== TEXTAUSSCHNITT ==

Neuss Empörung über drei Johanniter-Sanitäter

Neuss · In Neuss ist das Entsetzen groß: Drei Rettungsdienst-Mitarbeiter der Johanniter haben während ihres Einsatzes entwürdigende Fotos mit teils schwer Kranken gemacht und die Bilder ins Internet gestellt. Ihnen wurde jetzt gekündigt.

Hilflose, teils im Sterben liegende Kranke, denen ein Grablicht in die Hand gedrückt wurde oder denen ein als Priester verkleideter Sanitäter die letzte Ölung spendet – diese Fotos machten im Internet die Runde und schockierten Vorstand und Mitarbeiter der Johanniter-Unfall-Hilfe in Neuss. Denn es waren drei Kollegen aus dem Rettungsdienst, die diese entwürdigenden Bilder von ihnen anvertrauten Patienten gemacht hatten. "Wir sind zutiefst betroffen und haben den drei Mitarbeitern Ende Januar gekündigt", berichtet Joachim Kürsten, Regionalvorstand für den Verband Niederrhein.

===

AUFGABEN:
a: Übertragen Sie diesen Satz aus dem Bericht über die Johanniter-Sanitäter in Neuss ins Englische: „Denn es waren drei Kollegen aus dem Rettungsdienst, die diese entwürdigenden Bilder von ihnen anvertrauten Patienten gemacht hatten.“
b: Führen Sie den Bericht über die Johanniter-Sanitäter in Neuss im Anschluss an seinen letzten Satz fort.

== ROHDATEN ==

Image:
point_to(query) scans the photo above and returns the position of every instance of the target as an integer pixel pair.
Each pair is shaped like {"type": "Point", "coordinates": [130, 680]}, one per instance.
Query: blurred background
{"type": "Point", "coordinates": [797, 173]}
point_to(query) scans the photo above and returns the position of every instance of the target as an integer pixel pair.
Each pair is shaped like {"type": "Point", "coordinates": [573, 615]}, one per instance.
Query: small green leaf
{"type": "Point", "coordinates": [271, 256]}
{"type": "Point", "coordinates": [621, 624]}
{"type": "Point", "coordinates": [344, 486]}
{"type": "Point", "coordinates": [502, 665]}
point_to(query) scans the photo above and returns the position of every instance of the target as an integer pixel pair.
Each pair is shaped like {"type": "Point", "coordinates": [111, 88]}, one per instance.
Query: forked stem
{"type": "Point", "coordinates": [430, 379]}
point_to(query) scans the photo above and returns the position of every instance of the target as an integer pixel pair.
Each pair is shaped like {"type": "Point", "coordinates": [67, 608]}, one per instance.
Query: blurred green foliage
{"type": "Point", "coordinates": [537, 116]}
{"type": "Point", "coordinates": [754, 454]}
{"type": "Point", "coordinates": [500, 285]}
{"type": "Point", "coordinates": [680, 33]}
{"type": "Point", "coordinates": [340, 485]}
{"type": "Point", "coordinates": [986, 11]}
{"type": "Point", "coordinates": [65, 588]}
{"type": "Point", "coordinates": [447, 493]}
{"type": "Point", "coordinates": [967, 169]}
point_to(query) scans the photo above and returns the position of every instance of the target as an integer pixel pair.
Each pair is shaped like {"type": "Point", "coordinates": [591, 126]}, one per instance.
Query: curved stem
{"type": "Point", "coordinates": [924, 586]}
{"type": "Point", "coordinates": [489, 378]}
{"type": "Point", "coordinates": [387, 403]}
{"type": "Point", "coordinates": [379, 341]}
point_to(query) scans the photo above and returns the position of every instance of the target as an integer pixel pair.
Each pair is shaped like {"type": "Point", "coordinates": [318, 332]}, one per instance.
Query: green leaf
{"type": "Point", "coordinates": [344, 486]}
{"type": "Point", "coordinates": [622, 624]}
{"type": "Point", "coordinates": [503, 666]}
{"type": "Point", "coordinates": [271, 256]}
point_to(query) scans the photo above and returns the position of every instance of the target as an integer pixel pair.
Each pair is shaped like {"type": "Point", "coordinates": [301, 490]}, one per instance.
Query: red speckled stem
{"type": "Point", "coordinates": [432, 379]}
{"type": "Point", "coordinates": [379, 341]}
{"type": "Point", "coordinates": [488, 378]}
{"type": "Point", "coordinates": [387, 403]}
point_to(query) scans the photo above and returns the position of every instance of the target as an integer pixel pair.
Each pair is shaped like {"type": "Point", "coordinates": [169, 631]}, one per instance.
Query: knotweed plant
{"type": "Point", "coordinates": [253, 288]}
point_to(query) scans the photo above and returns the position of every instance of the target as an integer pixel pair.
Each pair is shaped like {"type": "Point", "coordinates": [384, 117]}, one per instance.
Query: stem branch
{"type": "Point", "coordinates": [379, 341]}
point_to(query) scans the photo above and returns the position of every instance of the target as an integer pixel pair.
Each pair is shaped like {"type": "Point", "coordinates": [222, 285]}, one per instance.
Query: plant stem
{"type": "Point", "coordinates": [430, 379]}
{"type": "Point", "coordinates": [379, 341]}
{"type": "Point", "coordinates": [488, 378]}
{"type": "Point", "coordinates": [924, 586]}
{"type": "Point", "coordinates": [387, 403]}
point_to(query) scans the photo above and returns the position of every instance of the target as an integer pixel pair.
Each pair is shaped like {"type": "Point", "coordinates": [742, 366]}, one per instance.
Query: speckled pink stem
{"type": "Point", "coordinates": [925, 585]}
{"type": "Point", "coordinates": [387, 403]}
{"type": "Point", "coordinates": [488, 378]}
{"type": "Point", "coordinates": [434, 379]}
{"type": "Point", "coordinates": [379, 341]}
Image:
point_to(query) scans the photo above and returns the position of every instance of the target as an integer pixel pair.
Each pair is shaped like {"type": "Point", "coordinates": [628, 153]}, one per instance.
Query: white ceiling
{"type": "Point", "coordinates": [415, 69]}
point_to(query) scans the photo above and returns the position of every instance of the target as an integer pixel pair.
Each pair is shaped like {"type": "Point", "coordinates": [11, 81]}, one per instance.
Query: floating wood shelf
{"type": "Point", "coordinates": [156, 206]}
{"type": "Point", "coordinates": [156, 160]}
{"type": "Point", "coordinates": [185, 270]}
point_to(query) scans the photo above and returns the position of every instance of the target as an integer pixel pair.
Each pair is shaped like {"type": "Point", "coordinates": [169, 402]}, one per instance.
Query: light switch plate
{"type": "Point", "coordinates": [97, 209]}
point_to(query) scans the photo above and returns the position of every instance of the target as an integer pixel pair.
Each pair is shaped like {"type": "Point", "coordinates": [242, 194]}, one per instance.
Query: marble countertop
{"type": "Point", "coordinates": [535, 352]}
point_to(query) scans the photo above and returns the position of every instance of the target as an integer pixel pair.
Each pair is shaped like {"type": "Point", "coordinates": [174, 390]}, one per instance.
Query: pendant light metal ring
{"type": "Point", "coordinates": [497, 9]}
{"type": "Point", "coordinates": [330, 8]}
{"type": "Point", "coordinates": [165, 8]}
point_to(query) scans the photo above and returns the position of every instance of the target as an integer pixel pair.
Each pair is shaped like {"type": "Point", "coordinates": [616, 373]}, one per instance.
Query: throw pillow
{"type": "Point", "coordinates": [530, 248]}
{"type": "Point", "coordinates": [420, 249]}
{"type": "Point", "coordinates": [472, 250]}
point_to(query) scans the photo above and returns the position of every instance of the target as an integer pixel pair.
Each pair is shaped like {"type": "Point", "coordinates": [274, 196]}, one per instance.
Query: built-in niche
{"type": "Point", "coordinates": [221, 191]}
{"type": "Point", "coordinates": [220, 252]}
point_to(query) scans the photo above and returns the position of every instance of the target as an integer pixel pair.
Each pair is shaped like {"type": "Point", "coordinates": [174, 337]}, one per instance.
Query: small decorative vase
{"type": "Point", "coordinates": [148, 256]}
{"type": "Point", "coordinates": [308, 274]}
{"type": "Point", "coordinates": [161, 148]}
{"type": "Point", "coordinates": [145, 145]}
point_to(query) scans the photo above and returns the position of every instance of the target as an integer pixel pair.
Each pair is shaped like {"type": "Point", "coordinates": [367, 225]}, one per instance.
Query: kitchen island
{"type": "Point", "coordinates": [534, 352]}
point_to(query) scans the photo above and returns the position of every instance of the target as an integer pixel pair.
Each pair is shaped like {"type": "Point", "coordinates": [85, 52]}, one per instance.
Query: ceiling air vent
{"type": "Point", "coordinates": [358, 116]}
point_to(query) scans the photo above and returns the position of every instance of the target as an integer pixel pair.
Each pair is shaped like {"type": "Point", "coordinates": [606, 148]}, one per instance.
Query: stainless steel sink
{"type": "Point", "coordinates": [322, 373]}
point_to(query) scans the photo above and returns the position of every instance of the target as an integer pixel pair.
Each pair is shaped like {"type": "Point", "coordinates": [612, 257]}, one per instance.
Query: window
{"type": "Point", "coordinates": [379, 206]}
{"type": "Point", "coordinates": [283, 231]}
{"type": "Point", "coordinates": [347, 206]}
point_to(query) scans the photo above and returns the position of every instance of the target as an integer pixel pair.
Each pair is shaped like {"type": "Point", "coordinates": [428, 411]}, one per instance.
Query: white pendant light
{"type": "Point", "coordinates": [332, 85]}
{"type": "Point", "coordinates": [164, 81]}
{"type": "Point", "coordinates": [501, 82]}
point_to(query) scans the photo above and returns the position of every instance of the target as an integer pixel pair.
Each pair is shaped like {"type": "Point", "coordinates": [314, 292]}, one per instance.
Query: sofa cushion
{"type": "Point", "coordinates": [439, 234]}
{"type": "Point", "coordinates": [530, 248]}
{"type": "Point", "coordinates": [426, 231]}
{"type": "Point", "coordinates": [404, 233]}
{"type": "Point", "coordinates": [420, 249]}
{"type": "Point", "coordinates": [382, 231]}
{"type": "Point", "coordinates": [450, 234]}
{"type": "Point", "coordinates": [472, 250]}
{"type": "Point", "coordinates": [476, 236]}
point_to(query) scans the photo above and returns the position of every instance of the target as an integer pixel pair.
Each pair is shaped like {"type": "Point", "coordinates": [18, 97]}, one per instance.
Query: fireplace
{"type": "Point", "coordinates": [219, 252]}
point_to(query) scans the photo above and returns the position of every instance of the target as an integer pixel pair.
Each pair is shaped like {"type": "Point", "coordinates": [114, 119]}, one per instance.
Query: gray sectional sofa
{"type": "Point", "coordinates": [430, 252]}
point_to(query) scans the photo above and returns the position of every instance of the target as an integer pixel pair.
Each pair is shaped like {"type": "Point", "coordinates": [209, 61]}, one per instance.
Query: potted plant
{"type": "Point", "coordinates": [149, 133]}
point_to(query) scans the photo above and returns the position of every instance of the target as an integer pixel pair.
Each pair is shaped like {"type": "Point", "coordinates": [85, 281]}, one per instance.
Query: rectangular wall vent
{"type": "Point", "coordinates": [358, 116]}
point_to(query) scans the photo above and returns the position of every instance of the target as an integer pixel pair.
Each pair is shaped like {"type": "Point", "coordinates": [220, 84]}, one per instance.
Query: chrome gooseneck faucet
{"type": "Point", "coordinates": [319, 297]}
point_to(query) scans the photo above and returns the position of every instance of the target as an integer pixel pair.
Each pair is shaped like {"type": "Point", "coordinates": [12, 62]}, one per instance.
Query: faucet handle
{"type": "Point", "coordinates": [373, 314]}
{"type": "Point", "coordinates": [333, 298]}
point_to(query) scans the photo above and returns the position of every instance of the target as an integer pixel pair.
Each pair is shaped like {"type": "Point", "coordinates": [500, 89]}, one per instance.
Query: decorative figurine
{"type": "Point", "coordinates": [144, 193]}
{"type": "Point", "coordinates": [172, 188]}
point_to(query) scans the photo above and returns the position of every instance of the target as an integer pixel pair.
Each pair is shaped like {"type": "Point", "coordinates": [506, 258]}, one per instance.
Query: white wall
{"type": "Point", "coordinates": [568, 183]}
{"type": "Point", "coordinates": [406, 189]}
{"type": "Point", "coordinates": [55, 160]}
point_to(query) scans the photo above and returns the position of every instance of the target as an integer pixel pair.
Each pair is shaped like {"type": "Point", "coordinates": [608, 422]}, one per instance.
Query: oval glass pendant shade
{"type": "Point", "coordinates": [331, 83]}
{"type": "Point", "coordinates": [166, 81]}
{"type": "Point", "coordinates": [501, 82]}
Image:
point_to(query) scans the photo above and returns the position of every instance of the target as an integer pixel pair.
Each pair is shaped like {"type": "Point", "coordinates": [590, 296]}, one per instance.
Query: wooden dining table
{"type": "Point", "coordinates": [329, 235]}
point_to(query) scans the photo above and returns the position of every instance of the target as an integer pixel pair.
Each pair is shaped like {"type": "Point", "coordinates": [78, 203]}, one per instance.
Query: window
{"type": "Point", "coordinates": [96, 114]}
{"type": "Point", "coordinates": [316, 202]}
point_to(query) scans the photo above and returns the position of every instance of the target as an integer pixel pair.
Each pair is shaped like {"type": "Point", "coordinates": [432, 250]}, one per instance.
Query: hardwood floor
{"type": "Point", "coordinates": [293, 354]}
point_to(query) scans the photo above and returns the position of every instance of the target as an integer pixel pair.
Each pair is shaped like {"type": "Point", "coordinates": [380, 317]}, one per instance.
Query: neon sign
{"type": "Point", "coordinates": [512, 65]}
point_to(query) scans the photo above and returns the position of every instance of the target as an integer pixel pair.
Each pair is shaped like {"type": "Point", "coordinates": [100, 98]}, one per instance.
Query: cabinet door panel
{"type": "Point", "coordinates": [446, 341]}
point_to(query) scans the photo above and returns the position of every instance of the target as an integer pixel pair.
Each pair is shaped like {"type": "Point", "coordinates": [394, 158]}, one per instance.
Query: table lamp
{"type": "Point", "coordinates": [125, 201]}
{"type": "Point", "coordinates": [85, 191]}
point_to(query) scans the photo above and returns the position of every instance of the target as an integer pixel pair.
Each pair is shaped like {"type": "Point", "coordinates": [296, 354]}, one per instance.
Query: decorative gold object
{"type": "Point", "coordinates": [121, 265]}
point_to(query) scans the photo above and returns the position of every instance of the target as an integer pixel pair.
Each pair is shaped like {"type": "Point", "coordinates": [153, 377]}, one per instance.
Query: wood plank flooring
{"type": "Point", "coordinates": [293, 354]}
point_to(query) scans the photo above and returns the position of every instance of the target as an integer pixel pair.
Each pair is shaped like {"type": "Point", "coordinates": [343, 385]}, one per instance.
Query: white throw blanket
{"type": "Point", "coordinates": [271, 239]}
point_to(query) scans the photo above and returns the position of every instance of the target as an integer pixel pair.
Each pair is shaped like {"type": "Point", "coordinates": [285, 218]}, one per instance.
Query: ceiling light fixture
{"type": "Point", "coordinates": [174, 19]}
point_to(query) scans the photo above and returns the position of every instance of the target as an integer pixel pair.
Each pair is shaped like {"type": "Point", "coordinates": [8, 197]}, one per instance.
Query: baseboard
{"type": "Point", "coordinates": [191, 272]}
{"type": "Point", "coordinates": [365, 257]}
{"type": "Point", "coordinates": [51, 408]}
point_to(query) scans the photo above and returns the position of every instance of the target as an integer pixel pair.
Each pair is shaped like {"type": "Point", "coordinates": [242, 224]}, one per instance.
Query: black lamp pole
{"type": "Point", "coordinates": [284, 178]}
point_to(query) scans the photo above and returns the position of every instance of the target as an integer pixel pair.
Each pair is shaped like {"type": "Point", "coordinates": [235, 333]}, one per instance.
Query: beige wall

===

LÖSUNGEN JE AUFGABE:
a: For it was three colleagues from the ambulance service who had taken these degrading pictures of patients entrusted to them.

b:
Die Sanitäter, seit Jahren im Rettungsdienst tätig, haben die Fotos 2013 bei ihren Einsätzen aufgenommen und über soziale Netzwerke verbreitet. So erfuhr auch die Johanniter-Geschäftsführung davon. "Wir haben uns sofort mit unseren Anwälten beraten und fristlos gekündigt", sagt Kürsten. Außerdem habe man Strafanzeige wegen "Verletzung des höchstpersönlichen Lebensbereichs durch Bildaufnahmen" und Beleidigung erstattet.

Die Staatsanwaltschaft ermittelt nach eigenen Angaben seit einer Woche. Auch dort zeigt man sich betroffen von den Fotos. "Ein ähnlicher Fall ist mir nicht bekannt", sagt Staatsanwalt Ralf Herrenbrück. "Zwar gibt es immer wieder Fälle, dass unerwünschte Bilder in sozialen Netzwerken auftauchen – insbesondere von Ex-Freunden, die damit einem Mädchen schaden wollen. Aber Beleidigungen von alten oder kranken Menschen, die auf Fotos lächerlich gemacht werden, hatten wir bisher nicht." Da es sich bei den drei Männern um erfahrene Rettungsdienstmitarbeiter handele, könne man auch nicht von einem Dumme-Jungen-Scherz sprechen.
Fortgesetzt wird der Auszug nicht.